=== Begin Enclosure ===
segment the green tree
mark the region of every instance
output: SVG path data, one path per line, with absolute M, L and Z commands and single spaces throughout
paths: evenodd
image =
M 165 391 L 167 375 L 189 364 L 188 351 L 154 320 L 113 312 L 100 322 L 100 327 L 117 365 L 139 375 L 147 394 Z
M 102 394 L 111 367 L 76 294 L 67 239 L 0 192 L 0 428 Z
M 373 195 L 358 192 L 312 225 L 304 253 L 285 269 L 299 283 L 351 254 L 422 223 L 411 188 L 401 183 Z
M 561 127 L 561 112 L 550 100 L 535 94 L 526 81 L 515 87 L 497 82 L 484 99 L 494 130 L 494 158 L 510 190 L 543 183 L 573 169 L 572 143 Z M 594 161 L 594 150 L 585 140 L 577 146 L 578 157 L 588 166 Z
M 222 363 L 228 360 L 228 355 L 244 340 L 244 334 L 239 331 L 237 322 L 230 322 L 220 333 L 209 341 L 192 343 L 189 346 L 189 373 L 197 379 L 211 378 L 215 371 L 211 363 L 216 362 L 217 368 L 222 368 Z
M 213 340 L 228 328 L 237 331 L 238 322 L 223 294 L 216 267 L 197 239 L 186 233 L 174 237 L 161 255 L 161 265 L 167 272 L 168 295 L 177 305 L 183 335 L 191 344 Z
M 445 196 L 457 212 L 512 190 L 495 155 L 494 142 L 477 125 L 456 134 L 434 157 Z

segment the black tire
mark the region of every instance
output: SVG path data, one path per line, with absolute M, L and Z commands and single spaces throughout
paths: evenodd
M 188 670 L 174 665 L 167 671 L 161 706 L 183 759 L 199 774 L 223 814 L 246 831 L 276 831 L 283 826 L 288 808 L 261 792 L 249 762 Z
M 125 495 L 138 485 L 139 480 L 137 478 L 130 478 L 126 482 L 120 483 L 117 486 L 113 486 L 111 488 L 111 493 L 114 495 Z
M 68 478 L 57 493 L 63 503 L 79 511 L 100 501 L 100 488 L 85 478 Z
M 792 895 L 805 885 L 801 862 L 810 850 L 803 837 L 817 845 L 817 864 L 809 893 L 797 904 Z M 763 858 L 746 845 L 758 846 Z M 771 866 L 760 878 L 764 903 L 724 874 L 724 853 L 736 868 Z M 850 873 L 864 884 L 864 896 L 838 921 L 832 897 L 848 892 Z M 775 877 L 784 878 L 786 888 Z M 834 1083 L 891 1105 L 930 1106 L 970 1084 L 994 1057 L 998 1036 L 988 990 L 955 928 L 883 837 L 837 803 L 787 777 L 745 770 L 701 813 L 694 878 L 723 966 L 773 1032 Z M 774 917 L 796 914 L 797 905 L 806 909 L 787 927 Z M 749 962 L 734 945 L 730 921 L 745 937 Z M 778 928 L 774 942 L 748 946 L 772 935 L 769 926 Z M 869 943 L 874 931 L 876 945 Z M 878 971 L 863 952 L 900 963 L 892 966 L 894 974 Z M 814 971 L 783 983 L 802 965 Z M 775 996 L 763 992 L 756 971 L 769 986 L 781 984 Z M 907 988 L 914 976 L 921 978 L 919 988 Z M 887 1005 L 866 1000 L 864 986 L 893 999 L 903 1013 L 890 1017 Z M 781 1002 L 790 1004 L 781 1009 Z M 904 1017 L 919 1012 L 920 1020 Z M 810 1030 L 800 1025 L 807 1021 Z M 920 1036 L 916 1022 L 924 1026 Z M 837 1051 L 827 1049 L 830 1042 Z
=== End Enclosure ===
EXERCISE INSTRUCTIONS
Repeat the records word for word.

COMPLETED TASK
segment the green tree
mark the region of every instance
output: SVG path data, one path per line, with absolute M, L and Z commands and single spaces throughout
paths: evenodd
image =
M 165 391 L 167 375 L 189 364 L 188 351 L 154 320 L 113 312 L 100 322 L 100 327 L 117 365 L 139 375 L 147 394 Z
M 102 394 L 111 367 L 76 294 L 67 239 L 0 192 L 0 428 Z
M 373 195 L 358 192 L 312 225 L 304 253 L 285 269 L 299 283 L 351 254 L 422 223 L 411 188 L 401 183 Z
M 561 127 L 561 112 L 550 100 L 535 94 L 526 81 L 515 87 L 497 82 L 484 99 L 494 130 L 494 158 L 510 190 L 543 183 L 573 169 L 572 143 Z M 594 161 L 594 150 L 585 140 L 577 146 L 578 157 L 588 166 Z
M 222 363 L 228 360 L 228 355 L 244 340 L 244 334 L 239 331 L 237 322 L 230 322 L 220 333 L 209 341 L 192 343 L 189 346 L 189 373 L 197 379 L 211 378 L 215 371 L 211 363 L 216 362 L 217 368 L 222 368 Z
M 213 340 L 228 328 L 237 331 L 238 322 L 223 294 L 216 267 L 197 239 L 186 233 L 174 237 L 161 255 L 161 265 L 167 272 L 168 295 L 177 305 L 183 335 L 191 344 Z
M 445 196 L 457 212 L 512 190 L 495 155 L 494 142 L 477 125 L 456 134 L 434 157 Z

segment the black tire
mark the region of every instance
output: SVG path data, one path per line, with absolute M, L and Z commands and single spaces throughout
paths: evenodd
M 188 670 L 174 665 L 167 671 L 161 706 L 183 759 L 199 774 L 223 814 L 246 831 L 276 831 L 283 826 L 288 808 L 261 792 L 249 762 Z
M 125 495 L 138 485 L 139 480 L 137 478 L 130 478 L 126 482 L 120 483 L 117 486 L 113 486 L 111 488 L 111 493 L 114 495 Z
M 68 478 L 57 493 L 63 503 L 79 511 L 100 501 L 100 488 L 85 478 Z
M 792 895 L 805 885 L 801 862 L 810 850 L 803 837 L 817 845 L 817 864 L 809 893 L 797 904 Z M 763 858 L 746 845 L 758 846 Z M 771 866 L 760 878 L 764 903 L 724 874 L 724 853 L 736 868 Z M 850 873 L 864 884 L 864 896 L 838 921 L 832 897 L 848 892 Z M 775 877 L 784 878 L 786 888 Z M 834 1083 L 891 1105 L 930 1106 L 970 1084 L 994 1057 L 998 1036 L 988 990 L 955 928 L 883 837 L 837 803 L 787 777 L 745 770 L 701 813 L 694 878 L 723 966 L 773 1032 Z M 774 917 L 796 914 L 797 905 L 806 909 L 787 927 Z M 749 962 L 734 945 L 730 921 L 745 937 Z M 778 928 L 774 942 L 748 946 L 772 935 L 769 926 Z M 869 943 L 874 931 L 876 945 Z M 878 971 L 863 952 L 900 963 L 892 966 L 894 974 Z M 814 971 L 783 983 L 802 965 Z M 775 996 L 763 992 L 756 971 L 769 986 L 781 984 Z M 907 988 L 914 976 L 921 978 L 919 988 Z M 887 1005 L 866 1000 L 864 986 L 893 999 L 903 1013 L 890 1017 Z M 781 1002 L 790 1004 L 781 1009 Z M 904 1017 L 919 1012 L 920 1020 Z M 810 1030 L 800 1025 L 807 1021 Z M 920 1036 L 916 1022 L 924 1026 Z M 837 1051 L 827 1049 L 830 1042 Z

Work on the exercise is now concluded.